Could you return every line of the material below, unchanged?

— begin —

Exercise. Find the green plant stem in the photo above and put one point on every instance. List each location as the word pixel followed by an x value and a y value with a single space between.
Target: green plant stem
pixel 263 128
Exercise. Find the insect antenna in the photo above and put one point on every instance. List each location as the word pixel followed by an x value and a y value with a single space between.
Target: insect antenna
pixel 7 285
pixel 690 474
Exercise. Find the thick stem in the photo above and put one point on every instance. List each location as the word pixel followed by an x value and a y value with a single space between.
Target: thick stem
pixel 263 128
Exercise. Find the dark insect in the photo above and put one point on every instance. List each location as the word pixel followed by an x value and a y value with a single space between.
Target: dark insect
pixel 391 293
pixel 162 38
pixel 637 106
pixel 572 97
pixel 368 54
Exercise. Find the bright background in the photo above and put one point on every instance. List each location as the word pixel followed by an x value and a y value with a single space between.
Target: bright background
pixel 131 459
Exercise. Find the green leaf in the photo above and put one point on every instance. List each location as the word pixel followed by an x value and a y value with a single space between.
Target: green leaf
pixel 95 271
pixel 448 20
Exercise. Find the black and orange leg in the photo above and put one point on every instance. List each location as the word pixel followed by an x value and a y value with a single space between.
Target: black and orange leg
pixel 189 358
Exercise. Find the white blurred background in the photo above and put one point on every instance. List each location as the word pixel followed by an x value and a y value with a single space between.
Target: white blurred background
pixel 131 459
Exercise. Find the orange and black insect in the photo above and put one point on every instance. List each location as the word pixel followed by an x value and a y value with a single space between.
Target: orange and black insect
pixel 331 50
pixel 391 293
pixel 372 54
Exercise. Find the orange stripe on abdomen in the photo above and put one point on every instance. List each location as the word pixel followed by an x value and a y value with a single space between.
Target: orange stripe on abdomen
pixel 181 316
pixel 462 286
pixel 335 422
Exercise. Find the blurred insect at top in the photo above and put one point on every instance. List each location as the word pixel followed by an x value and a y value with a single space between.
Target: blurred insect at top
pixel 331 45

— end —

▸ **OUTPUT FOR THIS EXERCISE**
Exercise. Find the green plant stem in the photo above and put one point on every instance. List each location as the word pixel followed by an x value and a y value with a single space between.
Target: green plant stem
pixel 263 128
Exercise. Find the insect antenna in the photo above and put one point on every instance. List each location as the word pixel followed by an x value and a y value with a single space between.
Target: insect antenna
pixel 7 285
pixel 690 474
Exercise. Find the thick stem in the photo above and put one point on every instance. List each location as the word pixel followed by an x value and a y value with a single space between.
Target: thick stem
pixel 263 128
Exercise. Find the dark insect in the photo above and put one point on every instance. List each location as the word pixel followed by an x value and a y value with a single space between.
Target: dark insect
pixel 391 293
pixel 162 38
pixel 637 106
pixel 572 97
pixel 368 54
Exercise. Find the bright background in the photo above and put one point on every instance. List each location as the word pixel followed by an x value and a y value with a single space between.
Target: bright background
pixel 131 459
Exercise. Find the green leaf in the photo above and put one point on every instance. List each location as the word pixel followed by an x value and a y value with a single space between.
Target: green leaf
pixel 95 271
pixel 448 20
Exercise. Find the black and orange leg in the photo above and put one point on every instance. List each location as the word pixel followed by an x value and a y value with a single space between.
Target: black and orange leg
pixel 189 358
Exercise. Find the white blurred background in the photo above and put one point on every instance. List each location as the word pixel followed by an x value and a y value with a single space between.
Target: white blurred background
pixel 131 459
Exercise. Find the orange and black insect in the photo above and put one point on every instance. List each location as the word pixel followed by an x value and a y value with a single space between.
Target: orange and black insect
pixel 331 50
pixel 391 293
pixel 372 54
Exercise. Find the orange stripe on abdomen in the photo above and put one point on every instance. List each location as the word pixel followed by an x value and a y value with a single space between.
Target: orange stripe on abdomen
pixel 181 316
pixel 462 286
pixel 335 422
Exercise. Find the blurred insect at top in the photo above and put one point on every instance. List each location as the word pixel followed by an x value and a y value with a single space between.
Target: blurred insect at top
pixel 331 45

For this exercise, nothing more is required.